BRIEF:
Copy the entries below in full, keeping them exactly as they are.

Records excerpted from a collection
----------

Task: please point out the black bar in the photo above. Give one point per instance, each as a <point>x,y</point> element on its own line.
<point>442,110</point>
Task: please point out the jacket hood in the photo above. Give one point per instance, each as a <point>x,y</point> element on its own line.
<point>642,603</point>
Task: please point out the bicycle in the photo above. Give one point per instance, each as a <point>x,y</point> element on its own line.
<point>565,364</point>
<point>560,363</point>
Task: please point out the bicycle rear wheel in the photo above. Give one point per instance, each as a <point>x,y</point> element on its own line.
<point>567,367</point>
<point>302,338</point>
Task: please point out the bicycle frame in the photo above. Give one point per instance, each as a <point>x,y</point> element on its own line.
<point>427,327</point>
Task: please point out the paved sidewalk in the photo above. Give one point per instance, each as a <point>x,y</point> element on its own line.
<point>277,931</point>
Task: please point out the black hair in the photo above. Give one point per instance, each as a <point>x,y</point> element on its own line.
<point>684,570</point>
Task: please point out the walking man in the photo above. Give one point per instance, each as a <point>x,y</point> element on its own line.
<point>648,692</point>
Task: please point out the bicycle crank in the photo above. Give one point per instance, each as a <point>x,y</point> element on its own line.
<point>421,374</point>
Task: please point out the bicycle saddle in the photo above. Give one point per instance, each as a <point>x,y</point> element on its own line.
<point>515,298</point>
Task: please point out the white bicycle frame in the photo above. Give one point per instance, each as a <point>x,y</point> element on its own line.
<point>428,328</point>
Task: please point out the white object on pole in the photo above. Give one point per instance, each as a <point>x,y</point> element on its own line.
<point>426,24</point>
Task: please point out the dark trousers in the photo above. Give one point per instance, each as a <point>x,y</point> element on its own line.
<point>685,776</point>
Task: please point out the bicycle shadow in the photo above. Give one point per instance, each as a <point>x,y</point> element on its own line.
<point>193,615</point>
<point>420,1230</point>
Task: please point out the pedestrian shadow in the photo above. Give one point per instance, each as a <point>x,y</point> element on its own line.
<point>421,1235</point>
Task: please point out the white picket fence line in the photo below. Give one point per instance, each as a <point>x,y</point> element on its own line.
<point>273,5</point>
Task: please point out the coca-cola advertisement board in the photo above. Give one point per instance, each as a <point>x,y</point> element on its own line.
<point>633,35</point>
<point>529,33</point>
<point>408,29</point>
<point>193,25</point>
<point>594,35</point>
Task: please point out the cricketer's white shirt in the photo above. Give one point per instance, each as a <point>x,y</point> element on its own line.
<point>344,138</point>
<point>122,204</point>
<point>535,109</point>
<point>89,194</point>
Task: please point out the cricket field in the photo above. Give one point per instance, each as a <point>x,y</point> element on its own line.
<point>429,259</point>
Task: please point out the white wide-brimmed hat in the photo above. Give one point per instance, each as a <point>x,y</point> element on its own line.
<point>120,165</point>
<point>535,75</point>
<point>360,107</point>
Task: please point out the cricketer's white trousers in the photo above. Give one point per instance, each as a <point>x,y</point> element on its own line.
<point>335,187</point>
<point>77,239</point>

----------

RESPONSE AREA:
Task: please point out the black bar in the photo above. Give one point per instance, each as a <point>x,y</point> element on its own line.
<point>442,110</point>
Task: please point out the jacket hood in the photo above. Give one point per instance, each as a <point>x,y</point> element on its own line.
<point>642,603</point>
Task: please point out the bicycle in the photo above. Give one point per instance, each as a <point>x,y</point> element on its own line.
<point>565,364</point>
<point>560,363</point>
Task: please point out the bicycle rear wheel in the photo above. Give one point per instance, each as a <point>x,y</point> element on its own line.
<point>567,367</point>
<point>302,338</point>
Task: please point out the bicycle frame in the photo above. Give one point per instance, each as a <point>x,y</point> element on its own line.
<point>427,327</point>
Task: please point out the paved sidewalk in the photo above. Give one point per instance, each as a <point>x,y</point> element on its own line.
<point>277,931</point>
Task: please point out the black hair in the photo above. Give one point per instance, each as a <point>x,y</point> element on its own line.
<point>684,570</point>
Task: please point out the walking man in the photo above. Give one point per instance, each as a <point>x,y</point> element on its own line.
<point>648,692</point>
Task: please point out the bicycle crank in the photo above. Give one point per instance, each as a <point>x,y</point> element on its own line.
<point>421,374</point>
Task: please point out the bicycle saddle in the photo above. Give one point per instance, each as a <point>x,y</point> element on its own line.
<point>515,298</point>
Task: please point out the white bicycle frame in the photo above. Give one point per instance, each as a <point>x,y</point> element on its own line.
<point>428,328</point>
Task: please point out the white object on pole in the photo above. Give one point per instance, each as a <point>x,y</point> element on its own line.
<point>426,24</point>
Task: please point out the dark trousers in the photo above. Give one point per instance, each as a <point>x,y</point> element on its own line.
<point>685,776</point>
Task: please point out the bicycle shadow in the photo above. Give one point per instance, each as a <point>x,y</point> element on its own line.
<point>193,615</point>
<point>420,1230</point>
Task: please point out the pedestrian shadow in the photo above. Give one point per instance, each as a <point>x,y</point> element on its own line.
<point>421,1235</point>
Task: please point out the white picket fence line in the photo below. Give one point per instance, each as a <point>x,y</point> element on its own line.
<point>273,5</point>
Task: please point out the coca-cola advertisement board in the photo above. Give one point per instance, each as a <point>x,y</point> element on its own line.
<point>633,35</point>
<point>529,33</point>
<point>408,29</point>
<point>193,25</point>
<point>594,35</point>
Task: please point out the cricketer's white shirt in the photo above. Give one point per instance, each as a <point>x,y</point> element on its own line.
<point>344,138</point>
<point>122,204</point>
<point>535,109</point>
<point>89,194</point>
Task: please point out the cricket field in the photo above. Give one point per instance, each as a <point>x,y</point> element on its own line.
<point>429,259</point>
Task: please point out the white wide-brimmed hat in the photo above. Give one point per instance, each as a <point>x,y</point> element on its own line.
<point>120,165</point>
<point>535,75</point>
<point>360,107</point>
Task: please point out the cricketer's white trousers in the photo above. Give one point per instance, each as a <point>x,y</point> element on its own line.
<point>335,187</point>
<point>77,239</point>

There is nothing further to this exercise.